EXERCISE PASSAGE:
As the dust settles over eastern Ukraine, the consensus is solidifying that the conflict there was the first battle of an attempted Cold War revival. A Cold War requires a Soviet Union, and the government of President Vladimir Putin has finally embraced it as a role model, more than a decade into his reign.
It is a strange Soviet Union: sans communism, but with religion thrown into the mix. It owes as much of its official ideology to the pre-revolutionary Russian Empire, with its state-dependent capitalism and traditionalism. Added to bans on political freedoms and grassroots activity, Internet censorship spreading like cancer and a crackdown on LGBT rights (admittedly mild, compared to Soviet times), this is, in essence, a nanny state with an anti-West complex and an instinctive penchant for militant — if not caveman — conservatism.
The political scientist Samuel Huntington would argue that this is a clash of civilizations spilling out into the open after Russia's failed attempt to integrate with the West, and so it undoubtedly is, to some extent. But there is also a generational aspect to the story, which is that Russia, in a nutshell, is struggling to handle the modern world.
The 21st century is a complex time in which to live. Old economic templates have been rendered null and void by the post-industrial economy, based on factors like social mobility and innovation, and championed by unruly nerds promoting crypto-currencies and using blimps to spread Internet access. State governance means sharing power, cooperating with grassroots activists and upholding the rights of minorities and majorities in a balancing act worthy of Cirque du Soleil. And that's before even getting to soft power: elusive but arguably more powerful than tanks and Buk missile systems.
Meanwhile, Putin does not use the Internet.
He was recently reported to be slowly overcoming his disdain for the world wide web, much flaunted through the 2000s. But no one would call Putin, 61, a man of the Internet age: He is a child of a time when information was disseminated by state-controlled print and television media, power meant factories and tanks (and Buks), and dissent was outlawed, not tolerated. And much of Russia's elite and general public shares this worldview because they also grew up with it.

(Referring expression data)
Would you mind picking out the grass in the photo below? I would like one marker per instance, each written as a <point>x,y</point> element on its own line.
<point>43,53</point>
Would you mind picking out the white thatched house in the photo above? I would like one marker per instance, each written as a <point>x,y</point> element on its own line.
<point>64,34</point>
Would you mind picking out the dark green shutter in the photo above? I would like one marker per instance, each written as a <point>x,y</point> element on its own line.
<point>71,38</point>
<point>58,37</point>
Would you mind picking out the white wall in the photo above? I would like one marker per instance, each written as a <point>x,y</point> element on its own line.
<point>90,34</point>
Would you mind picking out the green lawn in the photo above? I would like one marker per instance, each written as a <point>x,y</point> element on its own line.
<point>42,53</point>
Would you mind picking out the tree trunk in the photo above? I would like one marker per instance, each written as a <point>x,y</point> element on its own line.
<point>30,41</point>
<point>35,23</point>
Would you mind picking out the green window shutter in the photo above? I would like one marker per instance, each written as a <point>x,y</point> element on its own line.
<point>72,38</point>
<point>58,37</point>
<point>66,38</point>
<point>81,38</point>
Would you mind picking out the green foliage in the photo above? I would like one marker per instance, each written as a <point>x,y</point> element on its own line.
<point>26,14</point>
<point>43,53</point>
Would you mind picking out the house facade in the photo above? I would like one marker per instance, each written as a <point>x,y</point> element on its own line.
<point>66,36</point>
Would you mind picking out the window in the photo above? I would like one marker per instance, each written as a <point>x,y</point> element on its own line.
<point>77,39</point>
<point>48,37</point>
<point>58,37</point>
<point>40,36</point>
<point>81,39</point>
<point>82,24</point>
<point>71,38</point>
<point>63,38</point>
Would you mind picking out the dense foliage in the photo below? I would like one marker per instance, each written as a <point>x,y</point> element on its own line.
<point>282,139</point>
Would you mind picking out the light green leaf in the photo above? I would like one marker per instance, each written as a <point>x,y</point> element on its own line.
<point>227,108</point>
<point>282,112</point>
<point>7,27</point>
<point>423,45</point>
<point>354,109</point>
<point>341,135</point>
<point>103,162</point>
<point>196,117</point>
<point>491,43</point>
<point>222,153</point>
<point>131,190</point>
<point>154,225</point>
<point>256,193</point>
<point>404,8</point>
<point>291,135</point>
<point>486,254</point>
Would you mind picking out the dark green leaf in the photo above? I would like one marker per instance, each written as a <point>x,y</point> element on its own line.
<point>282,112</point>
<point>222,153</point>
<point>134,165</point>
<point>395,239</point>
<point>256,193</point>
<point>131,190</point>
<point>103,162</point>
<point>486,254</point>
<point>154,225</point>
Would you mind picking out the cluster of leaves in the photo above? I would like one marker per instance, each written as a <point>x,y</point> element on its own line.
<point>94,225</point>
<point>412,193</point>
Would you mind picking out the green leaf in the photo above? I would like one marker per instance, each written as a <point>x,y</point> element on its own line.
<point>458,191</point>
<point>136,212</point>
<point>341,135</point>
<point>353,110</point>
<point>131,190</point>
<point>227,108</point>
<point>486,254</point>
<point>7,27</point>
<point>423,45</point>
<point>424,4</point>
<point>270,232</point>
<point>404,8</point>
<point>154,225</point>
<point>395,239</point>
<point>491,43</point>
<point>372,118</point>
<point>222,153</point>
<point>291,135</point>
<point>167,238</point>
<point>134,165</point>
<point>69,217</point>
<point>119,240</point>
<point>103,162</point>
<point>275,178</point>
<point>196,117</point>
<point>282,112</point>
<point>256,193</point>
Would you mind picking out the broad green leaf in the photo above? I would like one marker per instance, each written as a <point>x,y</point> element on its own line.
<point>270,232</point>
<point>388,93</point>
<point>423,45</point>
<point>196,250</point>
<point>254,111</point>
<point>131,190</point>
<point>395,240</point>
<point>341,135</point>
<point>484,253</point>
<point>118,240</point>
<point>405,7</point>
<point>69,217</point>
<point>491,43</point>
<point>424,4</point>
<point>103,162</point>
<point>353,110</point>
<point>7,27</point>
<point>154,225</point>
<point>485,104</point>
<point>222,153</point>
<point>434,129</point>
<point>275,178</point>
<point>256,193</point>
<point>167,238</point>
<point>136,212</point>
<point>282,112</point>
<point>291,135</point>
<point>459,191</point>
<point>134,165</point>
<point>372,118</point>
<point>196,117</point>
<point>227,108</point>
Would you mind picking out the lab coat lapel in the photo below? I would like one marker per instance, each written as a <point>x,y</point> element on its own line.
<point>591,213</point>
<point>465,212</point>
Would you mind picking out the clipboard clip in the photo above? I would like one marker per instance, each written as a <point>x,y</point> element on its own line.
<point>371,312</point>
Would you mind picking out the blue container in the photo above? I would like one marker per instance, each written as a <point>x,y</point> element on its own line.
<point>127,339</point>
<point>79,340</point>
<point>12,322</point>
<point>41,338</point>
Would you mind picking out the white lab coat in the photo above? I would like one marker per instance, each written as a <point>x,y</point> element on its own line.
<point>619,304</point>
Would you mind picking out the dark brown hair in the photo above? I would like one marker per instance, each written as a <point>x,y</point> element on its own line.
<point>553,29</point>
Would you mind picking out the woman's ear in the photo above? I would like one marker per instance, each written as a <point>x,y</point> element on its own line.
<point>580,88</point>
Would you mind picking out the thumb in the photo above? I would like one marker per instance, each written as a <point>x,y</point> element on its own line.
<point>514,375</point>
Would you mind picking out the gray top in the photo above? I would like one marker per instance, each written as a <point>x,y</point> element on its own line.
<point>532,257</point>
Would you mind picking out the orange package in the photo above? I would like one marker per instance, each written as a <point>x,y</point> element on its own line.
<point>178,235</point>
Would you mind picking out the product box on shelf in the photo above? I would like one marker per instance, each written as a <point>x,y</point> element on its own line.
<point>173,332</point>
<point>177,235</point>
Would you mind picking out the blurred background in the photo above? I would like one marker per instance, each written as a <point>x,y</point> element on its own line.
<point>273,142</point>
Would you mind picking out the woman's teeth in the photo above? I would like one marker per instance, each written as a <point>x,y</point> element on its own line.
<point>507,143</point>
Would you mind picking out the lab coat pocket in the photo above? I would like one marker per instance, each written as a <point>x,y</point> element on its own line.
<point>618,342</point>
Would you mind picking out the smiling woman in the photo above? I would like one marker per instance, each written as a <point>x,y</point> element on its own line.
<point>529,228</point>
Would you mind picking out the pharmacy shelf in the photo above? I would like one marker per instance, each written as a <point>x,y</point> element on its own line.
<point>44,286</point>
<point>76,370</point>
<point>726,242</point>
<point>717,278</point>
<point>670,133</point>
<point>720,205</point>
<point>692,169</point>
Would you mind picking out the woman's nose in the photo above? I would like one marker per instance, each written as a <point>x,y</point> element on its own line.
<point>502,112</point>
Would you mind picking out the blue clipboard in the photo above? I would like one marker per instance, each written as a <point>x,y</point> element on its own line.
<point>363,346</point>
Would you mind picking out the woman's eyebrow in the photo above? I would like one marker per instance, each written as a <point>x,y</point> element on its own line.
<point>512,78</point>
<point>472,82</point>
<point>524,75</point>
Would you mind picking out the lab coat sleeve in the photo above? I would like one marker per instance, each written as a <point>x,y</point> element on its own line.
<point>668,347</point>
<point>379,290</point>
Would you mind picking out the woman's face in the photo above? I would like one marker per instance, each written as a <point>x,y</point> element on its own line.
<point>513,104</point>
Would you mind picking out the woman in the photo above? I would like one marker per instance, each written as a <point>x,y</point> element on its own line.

ASSIGNMENT: Pick up the commentary on Putin's Russia after its last sentence and carry it forward. The records have no connection to the text.

TASK ANSWER:
For too many Russians, the 21st century has proved hard to handle, which is understandable, given the economic shock of trying to adjust to it. The GDP slump in Russia during the 1990s was worse than during World War II, according to leading Russian economist Konstantin Sonin. Little wonder that the nation hungered for stability, certainty, familiarity — for historical safety.
This is why Russia has fallen back on the dream of a past Golden Age. It is easier to censor or ban the Internet than to cope with independent news websites and opposition bloggers. It is easier to throw trillions at the military-industrial complex — just as the Soviets did for decades — than to foster innovation. It is easier to boost national self-esteem by piggybacking on old Soviet achievements than to painstakingly attain new feats worthy of global respect.
The Soviet revival was made easier by the fact that Russia never really got the Soviet Union out of its system, at least not nearly as thoroughly as its former Warsaw Pact satellites or even ex-Soviet republics did. Soviet bureaucrats remained the backbone of the ruling establishment — case in point: Putin — and imperial ideology was never replaced by nationalism as elsewhere, including Ukraine.
But the quest to rebuild the Soviet Union is a rearguard, doomed battle. A lot of people in Russia have already moved on beyond the Soviet dream: the 2011-2013 anti-Putin protesters were essentially people who have adjusted to modern times. They remain a minority, but time and societal evolution are hard to stop, and not even Putin is eternal. Russians colonized Siberia and pioneered space exploration: There is no reason to believe they are incapable of handling the modern world, eventually.
The one real problem is that it will take a crisis of gigantic proportions to snap Russia out of its nostalgic imperial reverie. Everyone who does not subscribe to the Soviet revival is already bracing for impact; for the rest, it is going to hurt. But this is the cost of finally leaving the past for the present.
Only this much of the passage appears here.